## Selected excerpt
- - - -

OOS Investigation Part 1

United States Pharmacopeia monographs establish standards for identity, strength, quality, and purity of medicines. Monographs list tests and acceptance criteria (usually expressed in percentage ranges or limits). Drug substances and products should meet the acceptance criteria to be considered acceptable for its intended use. An Out of Specification (OOS) occurs when a test fails to meet acceptance criteria. An OOS Investigation follows an OOS test result and is performed to determine if there is a root cause. In this article we will look specifically at potential causes of potency OOS results of finished drug products. Understanding the factors that contributed to the potency failure allows the pharmacist and laboratory to define a strategic approach in eliminating future failures. The more specific the findings, the easier it is to properly address the cause.

If an OOS result occurs, the Food and Drug Administration requires:

  • a valid reason must be determined to invalidate the OOS results (for it to be discarded)
  • investigation into the cause of the OOS result must be conducted, and
  • that the results from additional tests should not be averaged unless there is scientifically sound reason that results should be averaged.

The first steps of ARL Bio Pharma’s OOS investigation are to review the formulation sheet and test procedures.  

Common causes of potency OOS results include: 

Content Uniformity

Here we are specifically looking into how much drug is contained in individual dosage units such as tablets and capsules. Variation in the amount of drug in a capsule can come from many steps during the process (mixing and filling). 

This is an example of potency data from individual dosage units without uniform drug content:

  • Test result from capsule 1: 88%
  • Test result from capsule 2: 92%
  • Test result from capsule 3: 115%

The laboratory cannot average Test results 1, 2, and 3, because the data points to a content uniformity issue with the individual dosage units. According to FDA, all test results must appear on the Certificate of Analysis (COA) unless there is a clear, scientific reason the initial test result is invalid. To overcome non-uniform samples, ARL combines multiple individual dosage units into a single test sample. Even with this practice, pharmacies should understand if they are producing uniform drug products.


  • Test individual units from beginning, middle, and end to determine if uniformity is a root cause
  • Properly blend drug with excipients
  • Ensure uniform amount of blend is added to each dosage unit

Overfill: a commercial product is added to a pre-filled IV bag

If pharmacies do not account for overfill, potency test results are likely to be low. ARL offers a fill volume test to take a measurement of the solution in an IV bag. This measurement is used to calculate the final potency results.

Example: A pharmacy may begin with an IV bag labeled as containing 100mL, but the actual volume is more than 100mL. If the pharmacy calculates the amount of commercial product based on the IV bag labeled volume instead of the actual volume, the potency test results will be lower than expected and potentially OOS.  


  • Check fill volume and account for the extra volume during compounding.

- - - -

## Goal of the exercise
Answer these questions about the OOS investigation article above:
1. What are the first steps of ARL Bio Pharma's OOS investigation?
2. What test result is given for capsule 3 in the content uniformity example?
3. What test does ARL offer to measure the solution in an IV bag?

(Items listed in a dataset)
- - - -

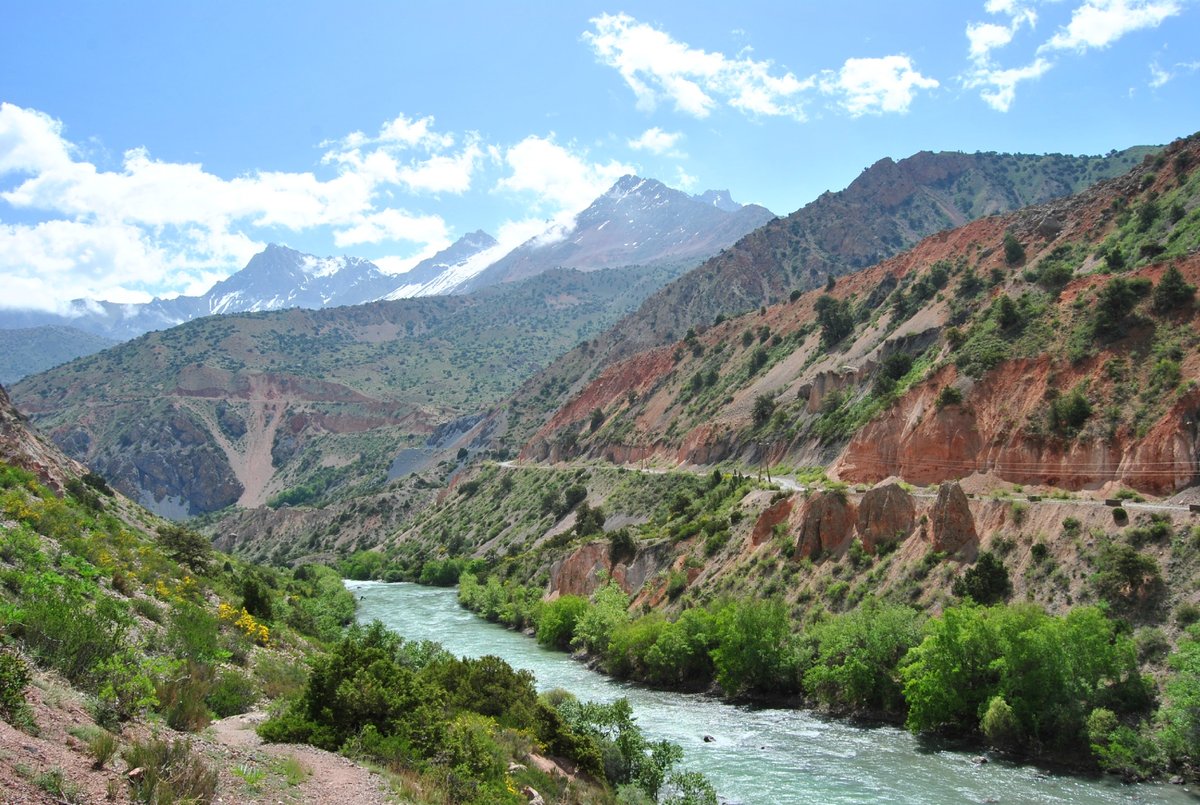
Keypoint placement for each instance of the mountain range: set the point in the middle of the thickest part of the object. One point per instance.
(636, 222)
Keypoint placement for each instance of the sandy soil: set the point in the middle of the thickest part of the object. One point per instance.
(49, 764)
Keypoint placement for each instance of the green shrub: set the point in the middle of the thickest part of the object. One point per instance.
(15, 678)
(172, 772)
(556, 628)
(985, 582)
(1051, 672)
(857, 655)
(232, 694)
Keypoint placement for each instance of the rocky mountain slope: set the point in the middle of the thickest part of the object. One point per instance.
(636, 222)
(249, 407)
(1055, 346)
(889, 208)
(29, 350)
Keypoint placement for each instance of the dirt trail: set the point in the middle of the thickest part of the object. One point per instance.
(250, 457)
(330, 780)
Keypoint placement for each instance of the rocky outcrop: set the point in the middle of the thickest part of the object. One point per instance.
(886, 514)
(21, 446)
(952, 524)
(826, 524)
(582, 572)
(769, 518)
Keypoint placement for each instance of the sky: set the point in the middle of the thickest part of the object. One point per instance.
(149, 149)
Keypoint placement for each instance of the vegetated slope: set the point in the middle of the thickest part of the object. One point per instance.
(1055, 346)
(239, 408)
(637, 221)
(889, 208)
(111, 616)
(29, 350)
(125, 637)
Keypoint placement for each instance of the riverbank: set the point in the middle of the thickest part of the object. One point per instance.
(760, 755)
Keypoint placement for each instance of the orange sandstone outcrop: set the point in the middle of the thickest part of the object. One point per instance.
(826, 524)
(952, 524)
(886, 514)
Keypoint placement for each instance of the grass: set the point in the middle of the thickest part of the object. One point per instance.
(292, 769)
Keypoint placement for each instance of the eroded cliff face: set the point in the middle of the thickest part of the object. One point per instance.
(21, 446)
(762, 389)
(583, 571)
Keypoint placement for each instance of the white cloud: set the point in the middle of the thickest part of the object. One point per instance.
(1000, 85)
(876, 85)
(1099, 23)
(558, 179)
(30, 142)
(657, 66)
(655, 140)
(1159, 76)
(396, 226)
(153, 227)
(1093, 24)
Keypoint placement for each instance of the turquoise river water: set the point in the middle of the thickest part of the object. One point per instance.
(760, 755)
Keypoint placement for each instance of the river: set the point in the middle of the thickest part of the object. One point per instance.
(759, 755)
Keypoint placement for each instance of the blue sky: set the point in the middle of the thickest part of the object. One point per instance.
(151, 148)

- - - -

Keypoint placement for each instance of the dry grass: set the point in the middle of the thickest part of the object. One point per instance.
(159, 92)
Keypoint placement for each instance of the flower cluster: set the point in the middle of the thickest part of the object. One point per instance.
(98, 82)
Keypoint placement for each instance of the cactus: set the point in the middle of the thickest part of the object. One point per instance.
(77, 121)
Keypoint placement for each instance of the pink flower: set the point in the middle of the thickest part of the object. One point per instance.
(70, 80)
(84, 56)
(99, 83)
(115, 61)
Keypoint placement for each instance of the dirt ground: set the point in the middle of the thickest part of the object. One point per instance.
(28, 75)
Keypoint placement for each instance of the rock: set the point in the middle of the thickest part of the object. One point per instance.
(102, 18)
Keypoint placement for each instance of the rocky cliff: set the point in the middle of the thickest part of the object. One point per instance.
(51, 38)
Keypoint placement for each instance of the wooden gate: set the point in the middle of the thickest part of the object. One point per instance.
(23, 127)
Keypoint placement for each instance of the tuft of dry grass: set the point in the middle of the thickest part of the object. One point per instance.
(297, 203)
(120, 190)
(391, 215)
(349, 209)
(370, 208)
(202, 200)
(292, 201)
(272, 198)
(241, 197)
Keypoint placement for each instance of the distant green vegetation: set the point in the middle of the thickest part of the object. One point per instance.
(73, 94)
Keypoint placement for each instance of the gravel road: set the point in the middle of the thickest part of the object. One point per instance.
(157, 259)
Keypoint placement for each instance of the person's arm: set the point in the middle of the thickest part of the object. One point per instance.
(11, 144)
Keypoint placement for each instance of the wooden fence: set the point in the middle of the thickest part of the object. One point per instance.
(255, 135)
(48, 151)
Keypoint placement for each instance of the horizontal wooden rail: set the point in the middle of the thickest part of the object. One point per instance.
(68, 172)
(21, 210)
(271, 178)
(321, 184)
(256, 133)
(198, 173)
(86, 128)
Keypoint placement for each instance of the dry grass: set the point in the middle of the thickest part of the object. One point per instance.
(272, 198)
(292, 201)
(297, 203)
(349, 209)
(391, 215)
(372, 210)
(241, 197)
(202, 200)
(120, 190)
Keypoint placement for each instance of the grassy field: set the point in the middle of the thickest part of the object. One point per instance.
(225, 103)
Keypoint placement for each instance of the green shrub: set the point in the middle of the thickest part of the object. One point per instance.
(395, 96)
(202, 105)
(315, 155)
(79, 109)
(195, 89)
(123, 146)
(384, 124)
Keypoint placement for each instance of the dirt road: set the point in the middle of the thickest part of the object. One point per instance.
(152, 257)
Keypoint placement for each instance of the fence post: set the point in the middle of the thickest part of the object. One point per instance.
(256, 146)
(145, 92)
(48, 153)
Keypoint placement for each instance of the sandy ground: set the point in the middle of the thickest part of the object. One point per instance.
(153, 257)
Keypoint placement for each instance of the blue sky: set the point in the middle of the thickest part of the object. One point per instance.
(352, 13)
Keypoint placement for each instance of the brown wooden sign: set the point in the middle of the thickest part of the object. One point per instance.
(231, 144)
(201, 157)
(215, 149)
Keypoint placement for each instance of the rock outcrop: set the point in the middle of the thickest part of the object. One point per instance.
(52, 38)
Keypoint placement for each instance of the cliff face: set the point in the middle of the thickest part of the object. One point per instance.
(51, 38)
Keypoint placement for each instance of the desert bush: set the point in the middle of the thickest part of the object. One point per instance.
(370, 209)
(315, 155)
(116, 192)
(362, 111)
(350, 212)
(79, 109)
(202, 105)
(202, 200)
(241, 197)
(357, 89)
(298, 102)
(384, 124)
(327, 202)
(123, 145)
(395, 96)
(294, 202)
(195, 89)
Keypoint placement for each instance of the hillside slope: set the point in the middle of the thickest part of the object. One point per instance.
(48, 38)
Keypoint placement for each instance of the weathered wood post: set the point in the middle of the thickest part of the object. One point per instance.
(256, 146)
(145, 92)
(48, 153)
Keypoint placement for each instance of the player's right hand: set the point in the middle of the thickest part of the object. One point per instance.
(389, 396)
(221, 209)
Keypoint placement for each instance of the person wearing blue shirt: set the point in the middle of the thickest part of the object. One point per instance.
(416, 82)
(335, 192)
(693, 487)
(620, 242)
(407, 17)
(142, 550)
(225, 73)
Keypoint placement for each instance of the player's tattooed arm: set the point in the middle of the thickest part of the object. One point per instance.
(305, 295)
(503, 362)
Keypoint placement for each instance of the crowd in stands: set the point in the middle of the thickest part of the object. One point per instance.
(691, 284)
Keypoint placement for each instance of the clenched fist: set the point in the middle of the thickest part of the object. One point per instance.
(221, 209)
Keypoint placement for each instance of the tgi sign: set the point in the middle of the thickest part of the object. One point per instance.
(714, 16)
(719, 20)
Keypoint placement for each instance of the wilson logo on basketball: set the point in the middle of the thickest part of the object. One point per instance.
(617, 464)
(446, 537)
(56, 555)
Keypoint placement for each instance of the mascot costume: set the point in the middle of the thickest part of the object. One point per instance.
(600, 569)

- - - -

## Solution for this exercise
1. Reviewing the formulation sheet and test procedures.
2. 115%.
3. A fill volume test.